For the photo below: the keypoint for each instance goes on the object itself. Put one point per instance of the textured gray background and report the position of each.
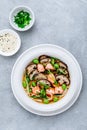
(60, 22)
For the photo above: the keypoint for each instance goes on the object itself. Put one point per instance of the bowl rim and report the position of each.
(11, 21)
(19, 42)
(55, 112)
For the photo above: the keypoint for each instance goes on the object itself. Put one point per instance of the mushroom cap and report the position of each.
(44, 81)
(30, 68)
(34, 72)
(62, 65)
(39, 76)
(62, 79)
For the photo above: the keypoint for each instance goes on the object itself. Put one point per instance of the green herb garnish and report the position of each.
(22, 19)
(46, 101)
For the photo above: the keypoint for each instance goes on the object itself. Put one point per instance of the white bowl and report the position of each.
(75, 75)
(14, 13)
(4, 31)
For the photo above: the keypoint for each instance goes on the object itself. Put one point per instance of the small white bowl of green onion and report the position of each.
(21, 18)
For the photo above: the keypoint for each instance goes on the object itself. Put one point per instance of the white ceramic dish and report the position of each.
(4, 31)
(14, 13)
(64, 103)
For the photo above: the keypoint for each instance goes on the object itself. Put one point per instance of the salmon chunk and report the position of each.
(36, 90)
(40, 68)
(49, 67)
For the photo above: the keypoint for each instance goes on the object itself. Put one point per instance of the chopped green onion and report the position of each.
(22, 19)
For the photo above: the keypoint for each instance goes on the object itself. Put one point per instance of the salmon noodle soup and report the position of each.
(46, 79)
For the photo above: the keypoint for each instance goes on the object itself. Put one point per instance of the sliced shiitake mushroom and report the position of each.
(39, 76)
(30, 68)
(62, 79)
(44, 81)
(62, 65)
(46, 60)
(34, 72)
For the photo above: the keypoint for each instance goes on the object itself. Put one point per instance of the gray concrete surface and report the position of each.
(60, 22)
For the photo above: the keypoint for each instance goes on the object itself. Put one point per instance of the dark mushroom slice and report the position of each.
(62, 79)
(46, 60)
(44, 81)
(62, 71)
(35, 72)
(30, 68)
(62, 65)
(40, 76)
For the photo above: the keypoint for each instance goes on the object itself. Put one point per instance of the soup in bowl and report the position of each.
(46, 79)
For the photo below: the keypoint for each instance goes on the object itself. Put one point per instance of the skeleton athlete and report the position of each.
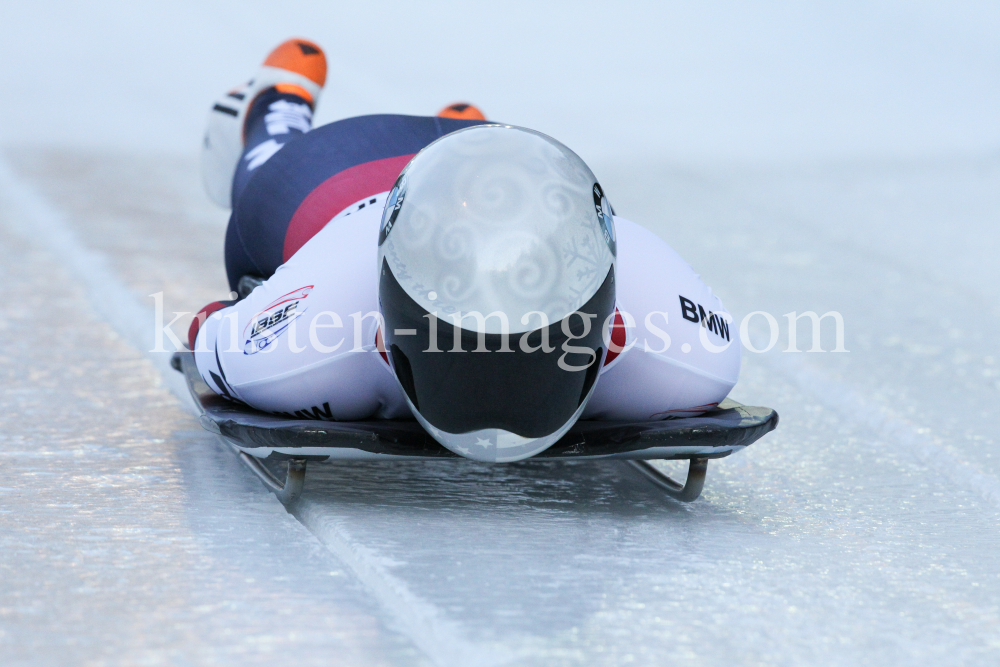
-- -- --
EXERCISE DESCRIPTION
Quote the full listing above word for word; exclude every picture from the copy.

FINAL RESULT
For the photo below: the keypoint for each instance goes on the object itself. Put one point per instance of the textured gray background and report the position of each.
(60, 22)
For the photo above: the keypoint for each instance goes on the object itself. Put one point per instance of the bowl rim and report the position of each.
(11, 21)
(19, 42)
(55, 112)
For the photo above: the keypoint for each instance goes on the object itself. Put one point per instance of the mushroom cap and report the position of each.
(44, 81)
(30, 68)
(34, 72)
(62, 65)
(39, 76)
(62, 79)
For the photo above: the keypoint for each instance goes on the object itself. Put one point per instance of the green herb garnish and report the position of each.
(22, 19)
(46, 101)
For the photo above: the keypoint for each instance goes on the object itself. Put one point per instance of the white bowl and report the position of each.
(75, 75)
(14, 13)
(4, 31)
For the photo above: the keypoint for each instance goes on the object itself. Put one point per instance of the small white bowl of green onion and report the position of each.
(21, 18)
For the photo above: the keypoint for each instance goes on the object itself. Put one point per instance of the white ceramic dish and report the position of each.
(4, 31)
(14, 13)
(64, 103)
For the photo above: the keypoint for each instance goes on the object itself. Put one point per instance of the salmon chunk and report the position of each.
(36, 90)
(40, 68)
(49, 67)
For the photo above: the keypoint for each instance goes on the object itself. Put one point per instance of the chopped green onion and report the position of each.
(22, 19)
For the photo above: the keypoint for each instance goes on the object itself. Put one point per instance of the salmon noodle soup and report the position of each.
(46, 79)
For the photo above: the keypoint for each instance goes on the object itself. Put one point per instance of the sliced shiitake mushroom and report the position of each.
(39, 76)
(30, 68)
(62, 79)
(44, 81)
(62, 65)
(46, 60)
(34, 72)
For the photo above: the keypoint for each instance goes on the object itself. Put one point per instance of the gray concrete surface and report the position of each.
(60, 22)
For the photo above: the keypoint for each instance goes on the object itself. Put one point per instance of the dark mushroom slice and report the position of each.
(62, 79)
(46, 60)
(44, 81)
(62, 71)
(35, 72)
(30, 68)
(62, 65)
(40, 76)
For the photo above: the keypoint for each instance goes on the object itself. Put one point per instance of the soup in bowl and report the position of each.
(46, 79)
For the photo below: the keypoint for each instance goes on the object itself. Put one point per instance of the skeleton athlete and report the position of each.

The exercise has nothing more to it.